• **What to work on**
Recast every line of the records below as a single numbered list, leaving out any blank lines.

Records for identifying positions
☆ ☆ ☆ ☆
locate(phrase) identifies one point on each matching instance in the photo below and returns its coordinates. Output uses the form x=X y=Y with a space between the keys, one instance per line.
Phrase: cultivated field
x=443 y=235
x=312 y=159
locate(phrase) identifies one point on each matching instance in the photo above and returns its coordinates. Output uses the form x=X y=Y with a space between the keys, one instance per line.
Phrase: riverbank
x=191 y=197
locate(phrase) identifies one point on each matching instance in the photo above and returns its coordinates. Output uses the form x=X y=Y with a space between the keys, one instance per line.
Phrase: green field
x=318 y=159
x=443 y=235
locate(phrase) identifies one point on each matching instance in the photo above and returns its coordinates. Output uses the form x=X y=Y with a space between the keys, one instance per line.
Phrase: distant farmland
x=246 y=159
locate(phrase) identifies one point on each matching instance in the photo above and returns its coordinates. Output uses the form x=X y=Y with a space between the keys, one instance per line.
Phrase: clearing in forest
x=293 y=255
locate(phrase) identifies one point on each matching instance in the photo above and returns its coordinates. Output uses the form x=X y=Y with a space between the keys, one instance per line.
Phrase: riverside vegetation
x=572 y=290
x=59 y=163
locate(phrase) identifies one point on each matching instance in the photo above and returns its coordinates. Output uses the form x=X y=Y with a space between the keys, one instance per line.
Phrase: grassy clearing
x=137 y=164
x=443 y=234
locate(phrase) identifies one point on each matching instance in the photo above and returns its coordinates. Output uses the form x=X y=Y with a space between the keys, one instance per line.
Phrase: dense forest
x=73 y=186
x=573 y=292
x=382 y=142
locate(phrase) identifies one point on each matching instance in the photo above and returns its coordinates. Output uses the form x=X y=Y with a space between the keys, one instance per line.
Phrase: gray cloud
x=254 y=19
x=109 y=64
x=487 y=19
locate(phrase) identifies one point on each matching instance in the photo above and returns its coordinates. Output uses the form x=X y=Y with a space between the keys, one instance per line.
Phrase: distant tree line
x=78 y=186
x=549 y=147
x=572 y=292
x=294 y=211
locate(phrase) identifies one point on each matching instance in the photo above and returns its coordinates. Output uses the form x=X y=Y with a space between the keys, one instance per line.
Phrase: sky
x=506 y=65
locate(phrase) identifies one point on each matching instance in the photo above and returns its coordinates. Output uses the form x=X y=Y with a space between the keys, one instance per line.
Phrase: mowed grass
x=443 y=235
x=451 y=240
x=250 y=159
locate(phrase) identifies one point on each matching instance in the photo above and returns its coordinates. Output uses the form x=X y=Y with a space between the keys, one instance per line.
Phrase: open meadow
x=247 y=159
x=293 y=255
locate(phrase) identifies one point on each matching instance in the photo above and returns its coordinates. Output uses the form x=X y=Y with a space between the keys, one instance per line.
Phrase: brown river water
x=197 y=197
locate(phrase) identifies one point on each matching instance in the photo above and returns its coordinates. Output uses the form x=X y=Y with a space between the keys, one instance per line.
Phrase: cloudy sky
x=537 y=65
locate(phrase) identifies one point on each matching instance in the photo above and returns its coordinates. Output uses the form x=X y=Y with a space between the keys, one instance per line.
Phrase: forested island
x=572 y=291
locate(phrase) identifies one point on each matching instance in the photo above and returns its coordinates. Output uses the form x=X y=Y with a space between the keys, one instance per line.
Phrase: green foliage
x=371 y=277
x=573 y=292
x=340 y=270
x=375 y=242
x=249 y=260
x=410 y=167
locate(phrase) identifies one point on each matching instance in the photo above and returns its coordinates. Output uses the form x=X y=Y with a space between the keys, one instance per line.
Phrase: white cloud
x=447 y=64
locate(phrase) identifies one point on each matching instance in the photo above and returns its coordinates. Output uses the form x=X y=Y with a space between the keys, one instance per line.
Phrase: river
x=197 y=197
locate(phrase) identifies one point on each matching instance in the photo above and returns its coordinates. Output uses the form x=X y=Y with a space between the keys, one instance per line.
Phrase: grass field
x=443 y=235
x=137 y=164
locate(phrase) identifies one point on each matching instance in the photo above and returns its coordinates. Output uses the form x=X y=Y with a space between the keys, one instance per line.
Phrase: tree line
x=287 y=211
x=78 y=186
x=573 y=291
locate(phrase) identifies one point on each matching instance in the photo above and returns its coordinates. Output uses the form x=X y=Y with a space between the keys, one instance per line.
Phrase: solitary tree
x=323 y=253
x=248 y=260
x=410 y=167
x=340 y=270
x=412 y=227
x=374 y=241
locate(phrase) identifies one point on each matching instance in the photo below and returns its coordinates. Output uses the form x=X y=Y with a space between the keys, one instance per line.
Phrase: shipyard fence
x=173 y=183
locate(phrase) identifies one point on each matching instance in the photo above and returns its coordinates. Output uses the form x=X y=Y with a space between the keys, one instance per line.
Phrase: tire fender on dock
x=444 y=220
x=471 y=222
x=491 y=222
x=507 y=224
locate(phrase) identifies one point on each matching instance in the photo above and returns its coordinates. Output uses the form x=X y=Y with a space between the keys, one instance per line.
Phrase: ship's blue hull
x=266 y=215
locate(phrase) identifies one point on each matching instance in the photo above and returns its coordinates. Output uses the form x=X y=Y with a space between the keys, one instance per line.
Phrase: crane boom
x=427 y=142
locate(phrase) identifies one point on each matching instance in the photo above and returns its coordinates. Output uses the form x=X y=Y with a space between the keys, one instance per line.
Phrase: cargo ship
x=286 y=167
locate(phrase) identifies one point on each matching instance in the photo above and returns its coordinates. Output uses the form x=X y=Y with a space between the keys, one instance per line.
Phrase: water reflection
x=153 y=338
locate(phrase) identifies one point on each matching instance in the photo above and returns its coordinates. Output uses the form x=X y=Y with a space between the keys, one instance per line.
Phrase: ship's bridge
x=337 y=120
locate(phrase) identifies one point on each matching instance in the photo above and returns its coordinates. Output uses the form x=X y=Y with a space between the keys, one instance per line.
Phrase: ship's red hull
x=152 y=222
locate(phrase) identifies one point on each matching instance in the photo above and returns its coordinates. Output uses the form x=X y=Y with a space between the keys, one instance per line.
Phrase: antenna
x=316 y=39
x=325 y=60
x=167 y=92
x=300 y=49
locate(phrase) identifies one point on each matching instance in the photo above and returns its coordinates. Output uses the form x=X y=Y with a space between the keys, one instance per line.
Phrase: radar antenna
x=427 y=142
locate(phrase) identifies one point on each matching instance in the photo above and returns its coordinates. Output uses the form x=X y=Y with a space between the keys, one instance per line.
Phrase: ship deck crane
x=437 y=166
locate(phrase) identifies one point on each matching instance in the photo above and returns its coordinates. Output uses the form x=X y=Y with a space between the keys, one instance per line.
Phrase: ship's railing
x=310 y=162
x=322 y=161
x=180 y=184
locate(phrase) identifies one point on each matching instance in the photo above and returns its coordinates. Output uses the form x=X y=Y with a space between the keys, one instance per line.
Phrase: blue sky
☆ ☆ ☆ ☆
• **Written answer**
1. locate(phrase) identifies one point on each matching instance in the photo below and returns its coordinates. Output uses the form x=X y=Y with a space between the keys, one instance per line.
2. Phrase: cultivated field
3. x=443 y=235
4. x=312 y=159
5. locate(phrase) identifies one point on each matching instance in the photo above and returns its coordinates. Output uses the form x=X y=Y with a space between the keys, one instance per line.
6. Phrase: riverbank
7. x=191 y=197
8. locate(phrase) identifies one point on each matching instance in the photo above and returns its coordinates. Output uses the form x=X y=Y with a space between the keys, one instance per line.
9. Phrase: green field
10. x=318 y=159
11. x=443 y=235
12. locate(phrase) identifies one point on each matching instance in the photo above and returns its coordinates. Output uses the form x=X y=Y with a space between the keys, one instance per line.
13. Phrase: distant farmland
14. x=246 y=159
15. locate(phrase) identifies one point on each matching instance in the photo above and returns its coordinates. Output uses the form x=X y=Y with a space between the keys, one instance per line.
16. Phrase: clearing in forest
17. x=293 y=255
18. locate(phrase) identifies one point on each matching instance in the photo above and returns its coordinates. Output uses the form x=X y=Y with a space between the keys, one instance per line.
19. Phrase: riverside vegetation
20. x=572 y=290
21. x=59 y=163
22. locate(phrase) identifies one point on each matching instance in the photo above and returns its coordinates. Output uses the form x=X y=Y with a space between the keys, one instance per line.
23. Phrase: grassy clearing
24. x=137 y=164
25. x=443 y=234
26. locate(phrase) identifies one point on each matching instance in the photo above and returns its coordinates. Output uses the form x=X y=Y with a space between the keys, one instance per line.
27. Phrase: dense forest
28. x=73 y=186
29. x=573 y=292
30. x=382 y=142
31. locate(phrase) identifies one point on each matching instance in the photo above and returns its coordinates. Output uses the form x=X y=Y with a space between the keys, one instance per line.
32. Phrase: gray cloud
33. x=254 y=19
34. x=109 y=64
35. x=487 y=19
36. locate(phrase) identifies one point on each matching instance in the photo above and returns its coordinates. Output uses the form x=X y=Y with a space between the keys, one instance per line.
37. Phrase: distant tree line
38. x=78 y=186
39. x=549 y=147
40. x=572 y=292
41. x=294 y=211
42. locate(phrase) identifies one point on each matching instance in the photo above and returns its coordinates. Output uses the form x=X y=Y with a space between the keys, one instance per line.
43. Phrase: sky
44. x=506 y=65
45. locate(phrase) identifies one point on each matching instance in the photo above and returns its coordinates. Output uses the form x=X y=Y with a space between the keys, one instance per line.
46. Phrase: mowed grass
47. x=443 y=235
48. x=451 y=240
49. x=250 y=159
50. locate(phrase) identifies one point on each matching instance in the photo above and returns its coordinates. Output uses the form x=X y=Y with a space between the keys, one instance per line.
51. Phrase: open meadow
52. x=247 y=159
53. x=293 y=255
54. locate(phrase) identifies one point on each matching instance in the photo above and returns its coordinates. Output uses the form x=X y=Y with a space between the keys, one instance per line.
55. Phrase: brown river water
56. x=197 y=197
57. locate(phrase) identifies one point on each matching instance in the photo above and returns its coordinates. Output uses the form x=X y=Y with a space between the keys, one instance per line.
58. Phrase: cloudy sky
59. x=537 y=65
60. locate(phrase) identifies one point on each matching instance in the photo above and returns its coordinates. Output uses the form x=X y=Y with a space between the keys, one instance per line.
61. Phrase: forested island
62. x=572 y=291
63. locate(phrase) identifies one point on each matching instance in the photo above and returns its coordinates. Output uses the form x=X y=Y with a space between the keys, one instance per line.
64. Phrase: green foliage
65. x=371 y=277
66. x=573 y=292
67. x=340 y=270
68. x=375 y=242
69. x=249 y=260
70. x=410 y=167
71. locate(phrase) identifies one point on each matching instance in the photo above and returns its coordinates. Output uses the form x=X y=Y with a space between the keys, one instance per line.
72. Phrase: white cloud
73. x=447 y=64
74. locate(phrase) identifies one point on each matching instance in the photo above and returns its coordinates. Output uses the form x=X y=Y with a space between the keys, one instance per line.
75. Phrase: river
76. x=197 y=197
77. locate(phrase) identifies one point on each matching instance in the photo above and returns its coordinates. Output uses the form x=X y=Y with a space between the keys, one instance per line.
78. Phrase: grass field
79. x=443 y=235
80. x=137 y=164
81. locate(phrase) identifies one point on each matching instance in the photo above and returns its coordinates. Output uses the form x=X y=Y with a space between the keys, one instance per line.
82. Phrase: tree line
83. x=287 y=211
84. x=78 y=186
85. x=573 y=291
86. locate(phrase) identifies one point on each matching instance in the photo above and returns its coordinates. Output uses the form x=X y=Y with a space between the keys, one instance per line.
87. Phrase: solitary tree
88. x=323 y=253
89. x=248 y=260
90. x=410 y=167
91. x=340 y=270
92. x=412 y=227
93. x=374 y=241
94. locate(phrase) identifies one point on each matching instance in the photo below and returns its coordinates. Output uses the form x=X y=Y with a space between the keys, one instance per line.
95. Phrase: shipyard fence
96. x=173 y=183
97. locate(phrase) identifies one point on each matching instance in the photo above and returns its coordinates. Output uses the form x=X y=Y with a space between the keys, one instance per line.
98. Phrase: tire fender on dock
99. x=444 y=220
100. x=471 y=222
101. x=491 y=222
102. x=507 y=224
103. locate(phrase) identifies one point on each matching instance in the photo above and returns its coordinates. Output uses the form x=X y=Y with a space between the keys, one instance per line.
104. Phrase: ship's blue hull
105. x=266 y=215
106. locate(phrase) identifies one point on each matching instance in the photo above and returns its coordinates. Output uses the form x=X y=Y with a space between the keys, one instance per line.
107. Phrase: crane boom
108. x=427 y=142
109. locate(phrase) identifies one point on each matching instance in the photo above and returns its coordinates. Output uses the form x=X y=Y with a space between the keys, one instance per line.
110. Phrase: cargo ship
111. x=286 y=167
112. locate(phrase) identifies one point on each matching instance in the photo above and returns its coordinates. Output uses the form x=X y=Y with a space between the keys, one instance per line.
113. Phrase: water reflection
114. x=153 y=338
115. locate(phrase) identifies one point on each matching instance in the photo above and returns its coordinates. Output uses the form x=X y=Y with a space between the keys, one instance per line.
116. Phrase: ship's bridge
117. x=337 y=120
118. locate(phrase) identifies one point on each matching instance in the photo above and returns its coordinates. Output uses the form x=X y=Y with a space between the keys, one instance per line.
119. Phrase: ship's red hull
120. x=152 y=222
121. locate(phrase) identifies one point on each matching instance in the photo above and returns its coordinates. Output uses the form x=X y=Y with a space between the keys, one instance per line.
122. Phrase: antenna
123. x=316 y=39
124. x=325 y=60
125. x=167 y=92
126. x=300 y=49
127. locate(phrase) identifies one point on each matching instance in the photo above and returns its coordinates. Output uses the form x=X y=Y with a space between the keys, one instance per line.
128. Phrase: radar antenna
129. x=427 y=142
130. locate(phrase) identifies one point on each matching instance in the photo above and returns its coordinates. Output uses the form x=X y=Y with a space between the keys, one instance per line.
131. Phrase: ship deck crane
132. x=437 y=166
133. locate(phrase) identifies one point on each matching instance in the photo above and returns its coordinates. Output uses the form x=X y=Y with a space between the keys, one instance per line.
134. Phrase: ship's railing
135. x=310 y=162
136. x=322 y=161
137. x=180 y=184
138. locate(phrase) identifies one point on each matching instance in the photo above and returns its coordinates. Output uses the form x=X y=Y with a space between the keys, one instance per line.
139. Phrase: blue sky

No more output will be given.